# INPUT DATA
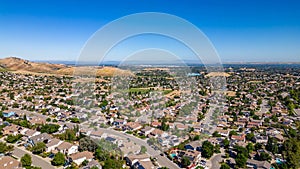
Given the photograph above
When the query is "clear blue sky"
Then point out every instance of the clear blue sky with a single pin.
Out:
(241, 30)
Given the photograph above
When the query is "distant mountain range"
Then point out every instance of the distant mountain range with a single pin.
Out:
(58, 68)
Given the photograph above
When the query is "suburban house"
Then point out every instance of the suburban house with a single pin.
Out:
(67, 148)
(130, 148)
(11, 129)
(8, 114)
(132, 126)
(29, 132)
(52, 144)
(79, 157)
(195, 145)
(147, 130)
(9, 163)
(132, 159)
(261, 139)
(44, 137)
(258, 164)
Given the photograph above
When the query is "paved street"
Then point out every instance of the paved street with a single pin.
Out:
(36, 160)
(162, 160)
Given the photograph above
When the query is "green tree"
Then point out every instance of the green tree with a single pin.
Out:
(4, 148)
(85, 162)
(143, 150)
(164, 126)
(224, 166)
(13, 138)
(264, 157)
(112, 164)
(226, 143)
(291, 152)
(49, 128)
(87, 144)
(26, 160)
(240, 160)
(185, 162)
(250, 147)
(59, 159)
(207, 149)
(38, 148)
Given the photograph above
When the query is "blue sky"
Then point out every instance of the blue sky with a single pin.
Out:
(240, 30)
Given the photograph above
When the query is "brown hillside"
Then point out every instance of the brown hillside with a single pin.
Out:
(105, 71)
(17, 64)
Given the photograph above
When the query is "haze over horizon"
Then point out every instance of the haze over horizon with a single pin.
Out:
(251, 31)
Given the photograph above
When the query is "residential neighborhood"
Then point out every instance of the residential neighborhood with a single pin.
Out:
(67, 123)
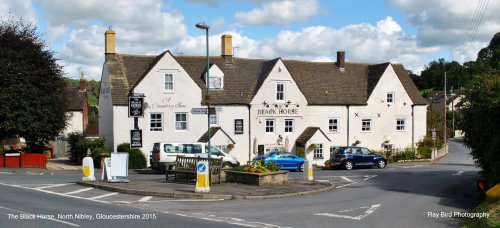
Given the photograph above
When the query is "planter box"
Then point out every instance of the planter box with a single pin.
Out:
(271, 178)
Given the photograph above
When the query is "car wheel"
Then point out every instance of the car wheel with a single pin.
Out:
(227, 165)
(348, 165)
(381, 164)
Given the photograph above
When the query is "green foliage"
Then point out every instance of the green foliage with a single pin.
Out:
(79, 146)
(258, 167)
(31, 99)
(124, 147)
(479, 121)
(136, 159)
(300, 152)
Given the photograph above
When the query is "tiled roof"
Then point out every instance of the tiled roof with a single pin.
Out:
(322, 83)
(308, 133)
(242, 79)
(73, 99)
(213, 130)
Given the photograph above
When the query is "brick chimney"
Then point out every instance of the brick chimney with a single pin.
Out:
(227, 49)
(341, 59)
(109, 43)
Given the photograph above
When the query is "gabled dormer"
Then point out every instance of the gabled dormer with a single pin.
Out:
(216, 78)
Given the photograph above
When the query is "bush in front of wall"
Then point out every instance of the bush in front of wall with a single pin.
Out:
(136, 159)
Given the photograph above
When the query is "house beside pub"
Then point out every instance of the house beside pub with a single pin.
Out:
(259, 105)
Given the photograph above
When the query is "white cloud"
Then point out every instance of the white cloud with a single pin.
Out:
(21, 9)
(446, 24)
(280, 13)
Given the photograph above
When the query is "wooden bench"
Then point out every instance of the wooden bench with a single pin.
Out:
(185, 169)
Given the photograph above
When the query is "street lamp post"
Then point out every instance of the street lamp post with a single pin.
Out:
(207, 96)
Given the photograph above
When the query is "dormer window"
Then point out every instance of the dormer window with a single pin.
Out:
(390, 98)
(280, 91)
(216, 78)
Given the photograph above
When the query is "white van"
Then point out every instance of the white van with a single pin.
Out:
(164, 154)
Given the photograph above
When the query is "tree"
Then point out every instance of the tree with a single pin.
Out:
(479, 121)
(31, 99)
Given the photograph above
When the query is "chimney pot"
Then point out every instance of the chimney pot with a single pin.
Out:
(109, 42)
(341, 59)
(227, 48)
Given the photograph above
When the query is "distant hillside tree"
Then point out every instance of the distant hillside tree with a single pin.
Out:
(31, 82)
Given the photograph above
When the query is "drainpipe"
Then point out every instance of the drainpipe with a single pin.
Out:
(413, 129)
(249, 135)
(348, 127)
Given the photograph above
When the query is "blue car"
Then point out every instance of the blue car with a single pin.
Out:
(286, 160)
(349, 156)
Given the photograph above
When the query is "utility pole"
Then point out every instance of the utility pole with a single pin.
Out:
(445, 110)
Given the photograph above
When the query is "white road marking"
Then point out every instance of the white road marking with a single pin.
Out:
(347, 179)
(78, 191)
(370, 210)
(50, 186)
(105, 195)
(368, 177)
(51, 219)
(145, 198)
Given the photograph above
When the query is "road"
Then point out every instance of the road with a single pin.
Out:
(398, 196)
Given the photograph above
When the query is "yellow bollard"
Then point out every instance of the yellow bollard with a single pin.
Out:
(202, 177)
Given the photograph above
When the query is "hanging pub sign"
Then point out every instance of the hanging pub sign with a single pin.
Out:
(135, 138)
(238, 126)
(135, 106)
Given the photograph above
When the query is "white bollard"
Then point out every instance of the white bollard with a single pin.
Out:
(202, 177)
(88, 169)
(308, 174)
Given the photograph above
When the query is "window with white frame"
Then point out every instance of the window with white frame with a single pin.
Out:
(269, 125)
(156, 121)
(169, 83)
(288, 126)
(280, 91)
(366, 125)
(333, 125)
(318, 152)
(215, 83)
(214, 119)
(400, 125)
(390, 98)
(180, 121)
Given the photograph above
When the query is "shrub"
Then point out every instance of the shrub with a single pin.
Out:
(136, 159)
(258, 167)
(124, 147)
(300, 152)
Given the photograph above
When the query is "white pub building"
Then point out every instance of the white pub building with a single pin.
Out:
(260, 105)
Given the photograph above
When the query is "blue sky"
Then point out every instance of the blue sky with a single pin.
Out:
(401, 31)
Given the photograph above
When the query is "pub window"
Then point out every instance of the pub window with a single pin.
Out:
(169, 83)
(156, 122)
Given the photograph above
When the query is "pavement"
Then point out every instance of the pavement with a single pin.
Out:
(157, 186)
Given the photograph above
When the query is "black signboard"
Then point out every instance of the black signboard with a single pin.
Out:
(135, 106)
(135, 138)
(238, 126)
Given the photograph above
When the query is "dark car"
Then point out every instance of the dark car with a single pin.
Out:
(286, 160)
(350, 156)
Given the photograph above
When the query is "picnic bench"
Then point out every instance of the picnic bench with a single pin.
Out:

# WHAT TO PRODUCE
Your task is to repeat the data above exactly while excluding the pictures.

# ANSWER FOR THIS EXERCISE
Given the photograph above
When the query is "clear blue sky"
Then point out every instance of the clear blue sky with a single pin.
Out:
(241, 30)
Given the photograph above
When the query is "distant mountain range"
Then point out every instance of the distant mountain range with a single pin.
Out:
(58, 68)
Given the photograph above
When the query is "suburban house"
Then point out every instance of the suburban house with a single pin.
Out:
(67, 148)
(130, 148)
(11, 129)
(8, 114)
(132, 126)
(29, 132)
(52, 144)
(79, 157)
(195, 145)
(147, 130)
(9, 163)
(132, 159)
(261, 139)
(44, 137)
(258, 164)
Given the photograph above
When the query is "paved street"
Then point out every instance of the paved street with a single pin.
Out:
(36, 160)
(162, 160)
Given the photograph above
When the query is "green tree"
Then point out every instance of the green tree with a single pin.
Out:
(4, 148)
(85, 162)
(143, 150)
(164, 126)
(224, 166)
(13, 138)
(264, 157)
(112, 164)
(226, 143)
(291, 152)
(49, 128)
(87, 144)
(26, 160)
(240, 160)
(185, 162)
(250, 147)
(59, 159)
(207, 149)
(38, 148)
Given the photograph above
When the query is "blue sky"
Then point out every instance of the blue sky with a single pin.
Out:
(240, 30)
Given the photograph above
When the query is "brown hillside"
Then point out every instance of the brown hillside with a single pin.
Out:
(105, 71)
(17, 64)
Given the photograph above
When the query is "haze over horizon"
Then point out every instance of the haze over horizon with a single pin.
Out:
(251, 31)
Given the photograph above
When the query is "residential neighborhood"
Then point out every instance of the residential neighborhood with a single pin.
Out:
(67, 123)
Given the photograph above
When the query is "planter box"
Then point out every instance of the planter box with a single pin.
Out:
(271, 178)
Given the photograph above
When the query is "car wheel"
Then point out every instance of the car wheel with a single pin.
Out:
(227, 165)
(348, 165)
(381, 164)
Given the photograph above
When the query is "green foliage"
Then point out every instance of the green foliage with a single pin.
Out:
(79, 146)
(258, 167)
(31, 99)
(124, 147)
(479, 121)
(136, 159)
(300, 152)
Given the photograph above
When the query is "tiled roof"
Then point out every instance of the tiled roof with a single pin.
Out:
(322, 83)
(308, 133)
(242, 79)
(73, 99)
(213, 130)
Given the photograph above
When the query is "brick chimney"
Then point out every instance of the brick chimney with a single pin.
Out:
(227, 49)
(341, 59)
(109, 43)
Given the photograph above
When the query is "gabled dormer"
Then point out every instance of the gabled dormer with a single pin.
Out:
(216, 78)
Given the photograph above
When the query is "bush in front of wall"
Then point out every instance of the bush in front of wall with a single pin.
Out:
(136, 159)
Given the photograph above
When the query is "house beside pub"
Then point out every instance of the house beside pub with a single pin.
Out:
(259, 105)
Given the photograph above
When the query is "white cloud"
Then point out every instance of the white cloud with a single pin.
Out:
(21, 9)
(446, 24)
(280, 13)
Given the photograph above
When the query is "wooden bench"
Then point out every instance of the wooden bench with a single pin.
Out:
(185, 169)
Given the photograph above
When the query is "street lamp post"
Then point out every instance of the street lamp post with a single pin.
Out:
(207, 96)
Given the photograph above
When the query is "dormer window"
Then point out every instance of the dormer window with a single pin.
Out:
(390, 98)
(280, 91)
(216, 78)
Given the photograph above
When the query is "white van"
Then point out every instance of the white van with a single pin.
Out:
(164, 154)
Given the photograph above
When the query is "tree"
Then point out every instance of the tree with a single pin.
Out:
(479, 121)
(31, 99)
Given the photograph above
When the query is "chimney pot"
Then point out every instance of the chimney pot with a single pin.
Out:
(109, 42)
(341, 59)
(227, 48)
Given the photograph above
When the query is "distant hillside tree"
Then point out every instance of the distant hillside tree with a single pin.
Out:
(31, 82)
Given the photograph above
When the query is "drainpipe"
Then point out every instance of the drainpipe with a single pin.
Out:
(413, 129)
(249, 135)
(348, 127)
Given the photograph above
When the query is "blue car"
Then point out every instance of the blue car with a single pin.
Out:
(286, 160)
(349, 156)
Given the photograph above
When the query is "utility pole"
Then point out every instance of the utility pole with a single pin.
Out:
(445, 110)
Given the photograph above
When the query is "white road marking"
Then point out every instance of the white road marking with a single pin.
Out:
(347, 179)
(78, 191)
(370, 210)
(50, 186)
(105, 195)
(368, 177)
(51, 219)
(145, 198)
Given the photograph above
When the query is "road"
Then point out every instance of the road with a single pin.
Out:
(398, 196)
Given the photograph above
When the query is "yellow bollard"
Then point out every instance of the yellow bollard with a single pin.
Out:
(202, 177)
Given the photograph above
When the query is "hanging pub sign"
Then point out every instance of the hanging pub sign with a single pin.
Out:
(135, 138)
(238, 126)
(135, 106)
Given the photograph above
When the query is "white bollard"
Then point out every instance of the white bollard with a single pin.
Out:
(202, 177)
(88, 169)
(308, 174)
Given the photograph above
When the query is "window with white frame"
Then point out every instance of the window with white frame with a single pin.
Out:
(269, 125)
(156, 121)
(169, 83)
(288, 126)
(280, 91)
(366, 125)
(333, 125)
(318, 152)
(215, 83)
(214, 119)
(400, 125)
(390, 98)
(180, 121)
Given the photograph above
When the query is "shrub"
Then point out every instance of the shrub with a single pin.
Out:
(136, 159)
(258, 167)
(124, 147)
(300, 152)
Given the photograph above
When the query is "white pub building"
Then point out every instance of the white pub building with a single pin.
Out:
(260, 105)
Given the photograph above
When the query is "blue sky"
Then point out every instance of the blue sky with a single pin.
Out:
(401, 31)
Given the photograph above
When the query is "pub window"
Then point out every instance of the pub window with a single pin.
Out:
(169, 83)
(156, 122)
Given the photograph above
When the query is "pavement"
Then point out every instance of the pavement with a single pin.
Out:
(157, 186)
Given the photograph above
When the query is "black signboard"
Then point out every instance of the black signboard with a single pin.
Out:
(135, 106)
(135, 138)
(238, 126)
Given the photograph above
When the query is "dark car"
Then point out every instance of the dark car with a single pin.
Out:
(286, 160)
(350, 156)
Given the photograph above
When the query is "picnic bench"
Then point out every instance of the picnic bench with a single pin.
Out:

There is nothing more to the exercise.